**RECORDS SHOWN**
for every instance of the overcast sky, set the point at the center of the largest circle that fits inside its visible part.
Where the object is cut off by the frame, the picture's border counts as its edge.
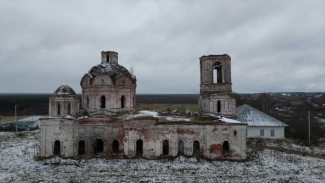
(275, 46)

--

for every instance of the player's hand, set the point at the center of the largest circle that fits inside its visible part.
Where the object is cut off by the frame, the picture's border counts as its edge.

**EXERCISE PROMPT**
For each line above that contains the word "instance", give the line as it is written.

**ANSWER AREA**
for every instance of the overcast sky, set the point at the center of the largest circle that fits inside its visible part.
for every instance of the player's hand, set the point at the center of the largest circle that fits inside its visible part.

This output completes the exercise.